*** Opening Extract to read ***

Katie Davis, a CPA with the James Moore accounting firm, which provides services for several dozen athletic departments, says it takes more than just a lone associate AD to make the math work.
“If you don’t have a strong, collaborative rapport with campus,” said Davis, who does not work with WKU, “they are going to find something wrong if you (report) too much or too little.”
And although the NCAA’s financial reporting process provides ample leeway, schools still must adhere to a long list of agreed-upon procedures, some more nebulous than others.
The NCAA does not, itself, publicize individual schools’ FRS reports, but the documents have been increasingly easy to see ever since the Indianapolis Star became the first media outlet to collect and database them, en masse, in 2006.
Now, any major Division I athletic department—at least within a public university subject to state disclosure laws—operates under an expectation that as soon as its report is finalized in January, the media (or faculty, or school regents) will be calling with questions, particularly if there’s a shortfall.

*** Closing Extract to read ***
*** Opening Extracted information ***

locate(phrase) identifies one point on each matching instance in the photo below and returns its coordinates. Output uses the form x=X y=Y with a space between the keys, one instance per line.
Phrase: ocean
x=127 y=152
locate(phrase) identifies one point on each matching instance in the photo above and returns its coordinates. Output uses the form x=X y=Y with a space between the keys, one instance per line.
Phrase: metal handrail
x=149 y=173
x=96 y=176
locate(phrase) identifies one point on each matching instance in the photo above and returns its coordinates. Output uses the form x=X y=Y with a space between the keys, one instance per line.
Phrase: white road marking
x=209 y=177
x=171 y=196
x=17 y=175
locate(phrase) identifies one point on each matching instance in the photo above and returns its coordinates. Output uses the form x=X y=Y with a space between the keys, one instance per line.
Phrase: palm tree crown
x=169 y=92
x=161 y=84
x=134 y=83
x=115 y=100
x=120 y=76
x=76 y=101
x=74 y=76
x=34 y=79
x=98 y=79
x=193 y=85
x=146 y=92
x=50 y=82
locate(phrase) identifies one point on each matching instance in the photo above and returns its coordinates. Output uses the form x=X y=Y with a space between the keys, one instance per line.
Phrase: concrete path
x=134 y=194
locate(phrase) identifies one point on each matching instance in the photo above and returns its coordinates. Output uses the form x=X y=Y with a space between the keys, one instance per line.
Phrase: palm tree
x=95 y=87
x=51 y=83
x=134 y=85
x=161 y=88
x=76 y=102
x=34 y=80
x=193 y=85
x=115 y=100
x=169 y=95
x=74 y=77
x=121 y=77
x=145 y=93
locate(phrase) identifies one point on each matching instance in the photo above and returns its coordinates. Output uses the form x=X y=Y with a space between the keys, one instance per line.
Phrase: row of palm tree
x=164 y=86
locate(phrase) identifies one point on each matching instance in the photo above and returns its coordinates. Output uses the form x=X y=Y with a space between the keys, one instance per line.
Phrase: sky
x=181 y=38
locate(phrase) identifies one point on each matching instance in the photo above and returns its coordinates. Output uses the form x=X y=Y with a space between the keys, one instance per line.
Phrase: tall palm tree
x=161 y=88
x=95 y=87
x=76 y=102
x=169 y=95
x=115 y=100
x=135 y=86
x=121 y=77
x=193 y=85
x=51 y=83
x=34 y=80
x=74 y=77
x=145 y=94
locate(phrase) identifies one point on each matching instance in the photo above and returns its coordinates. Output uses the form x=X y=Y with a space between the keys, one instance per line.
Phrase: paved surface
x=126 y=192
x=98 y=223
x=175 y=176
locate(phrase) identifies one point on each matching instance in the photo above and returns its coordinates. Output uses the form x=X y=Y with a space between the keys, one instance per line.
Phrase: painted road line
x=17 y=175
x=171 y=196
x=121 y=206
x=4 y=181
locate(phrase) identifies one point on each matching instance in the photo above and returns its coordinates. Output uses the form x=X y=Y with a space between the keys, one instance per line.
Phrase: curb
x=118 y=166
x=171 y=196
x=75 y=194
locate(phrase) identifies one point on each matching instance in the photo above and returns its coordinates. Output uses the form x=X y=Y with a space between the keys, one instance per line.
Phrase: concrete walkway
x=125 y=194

*** Closing Extracted information ***

→ Exercise tasks
A. Answer these questions from the text on athletic department financial reporting, one per line:
(i) Which accounting firm does Katie Davis work with?
(ii) Which media outlet first collected and databased schools' FRS reports, and in what year?
(iii) In what month does the text say a school's report is finalized?
B. Update everything from "The NCAA does" down to "masse, in 2006." in the text on athletic department financial reporting, replacing "media outlet" with "news organization".

→ Solution set
A.
(i) The James Moore accounting firm
(ii) The Indianapolis Star, in 2006
(iii) January

B.
The NCAA does not, itself, publicize individual schools’ FRS reports, but the documents have been increasingly easy to see ever since the Indianapolis Star became the first news organization to collect and database them, en masse, in 2006.